TO DO => Below are some entries. Output each one exactly as it appears.
[Begin MATERIAL FOR THE TASK]
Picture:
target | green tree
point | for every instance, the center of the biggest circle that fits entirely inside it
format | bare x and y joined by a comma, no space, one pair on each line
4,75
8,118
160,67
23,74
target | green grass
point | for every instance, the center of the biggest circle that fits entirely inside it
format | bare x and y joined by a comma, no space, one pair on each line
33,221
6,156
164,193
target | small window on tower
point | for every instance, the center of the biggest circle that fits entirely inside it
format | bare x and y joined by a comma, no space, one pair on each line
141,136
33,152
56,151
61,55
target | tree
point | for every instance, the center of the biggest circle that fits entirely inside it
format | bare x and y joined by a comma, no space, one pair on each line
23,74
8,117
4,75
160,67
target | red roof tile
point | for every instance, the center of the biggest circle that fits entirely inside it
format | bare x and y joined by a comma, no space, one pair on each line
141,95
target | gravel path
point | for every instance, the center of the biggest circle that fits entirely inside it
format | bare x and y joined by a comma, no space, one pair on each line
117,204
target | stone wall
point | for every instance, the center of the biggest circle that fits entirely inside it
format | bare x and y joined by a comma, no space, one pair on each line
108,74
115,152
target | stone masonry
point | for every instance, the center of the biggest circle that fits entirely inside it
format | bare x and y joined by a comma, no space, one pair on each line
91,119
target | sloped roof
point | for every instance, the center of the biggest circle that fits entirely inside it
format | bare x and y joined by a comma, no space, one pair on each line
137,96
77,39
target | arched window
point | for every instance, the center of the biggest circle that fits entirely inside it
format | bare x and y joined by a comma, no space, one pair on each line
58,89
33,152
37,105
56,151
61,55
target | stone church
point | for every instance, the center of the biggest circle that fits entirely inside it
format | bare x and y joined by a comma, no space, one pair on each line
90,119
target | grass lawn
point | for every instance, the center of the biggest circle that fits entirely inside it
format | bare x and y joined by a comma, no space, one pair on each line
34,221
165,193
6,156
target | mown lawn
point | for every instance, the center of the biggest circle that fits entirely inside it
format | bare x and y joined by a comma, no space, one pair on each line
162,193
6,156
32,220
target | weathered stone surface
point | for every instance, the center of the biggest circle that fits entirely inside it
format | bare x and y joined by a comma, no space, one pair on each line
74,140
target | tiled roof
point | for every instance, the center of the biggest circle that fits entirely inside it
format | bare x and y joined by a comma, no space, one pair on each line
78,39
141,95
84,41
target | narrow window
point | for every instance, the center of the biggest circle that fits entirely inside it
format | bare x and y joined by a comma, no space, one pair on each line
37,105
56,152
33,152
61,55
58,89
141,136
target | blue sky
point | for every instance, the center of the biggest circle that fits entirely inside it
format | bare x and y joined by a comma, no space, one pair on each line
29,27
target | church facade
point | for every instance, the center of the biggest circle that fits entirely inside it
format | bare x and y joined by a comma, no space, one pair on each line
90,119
[End MATERIAL FOR THE TASK]
ANSWER TO THIS TASK =>
Picture:
target | green tree
point | for every instance, the center of the biggest circle that fits entirely inside it
format | bare x and y joined by a comma, no space, one pair on each line
4,75
8,118
160,67
23,74
target | green grass
point | for every instance, the center of the biggest circle that fits entirely inside it
format | bare x and y joined by a comma, no space, one pair on each line
33,221
6,156
164,193
target | small window on tower
point | for every instance, the center of the biggest circle that fits entirely inside it
format | bare x and y joined by a comma, no space, one pair on each line
141,136
33,152
56,151
61,55
target | tree
point | for every instance, the center of the biggest circle that fits entirely inside it
format | bare x and y joined by a comma, no space, one pair on each line
23,74
8,117
4,75
160,67
target | red roof tile
point | for every instance, the center of the biggest circle that fits entirely inside it
format | bare x and y joined by a comma, no space, one pair on each line
141,95
target | gravel path
point | for every instance, the center of the biggest circle that fits entirely inside it
format | bare x and y joined by a comma, no space, one pair on each line
117,204
target | stone wall
point | for every instance, the center of the biggest circle that fits entirely inside it
format | bare x and y joined by a comma, no space, one pair on each line
108,74
115,152
target | stone masonry
point | for every instance, the center of the biggest circle that fits entirely inside it
format | bare x and y joined by a comma, no space, one pair on each line
91,119
target | sloped roof
point | for every instance, the center of the biggest circle that fits entirely inside it
format | bare x and y joined by a comma, no space, one pair on each line
137,96
77,39
target | arched window
point | for every instance, the center of the biggest circle that fits entirely inside it
format | bare x and y joined by a comma, no space, one pair on each line
58,89
33,152
37,105
56,151
61,55
target | stone church
point | for every instance, the center of the biggest circle that fits entirely inside it
format | bare x and y joined by a comma, no space, one pair on each line
90,119
target | grass lawn
point | for every instance, the center of the biggest circle that fits entirely inside it
format | bare x and y joined by a comma, no space, one pair on each line
34,221
165,193
6,156
target | mown lawn
point | for every instance, the center of the biggest circle that fits entirely inside it
format | bare x and y joined by a comma, no space, one pair on each line
162,193
6,156
32,220
target | weathered stone surface
point | for every instance, the center of the biggest circle that fits entirely inside it
format | bare x and y joined by a comma, no space, one pair on each line
74,140
target | tiled roof
point | for every instance, the center of the biggest circle that fits entirely inside it
format | bare x and y joined by a comma, no space, one pair on each line
78,39
141,95
84,41
target | narrow window
point | for every instance, the center of the biggest circle that fits entirely inside it
format | bare x and y joined by a comma, no space, one pair on each line
37,105
56,152
33,152
61,55
58,89
141,136
target | blue sky
point | for every instance, the center of the biggest circle that fits entirely inside it
format | bare x and y joined by a comma, no space, one pair on each line
29,27
target | church facade
point | for every instance, the center of the biggest circle that fits entirely inside it
format | bare x and y joined by a comma, no space, one pair on each line
90,119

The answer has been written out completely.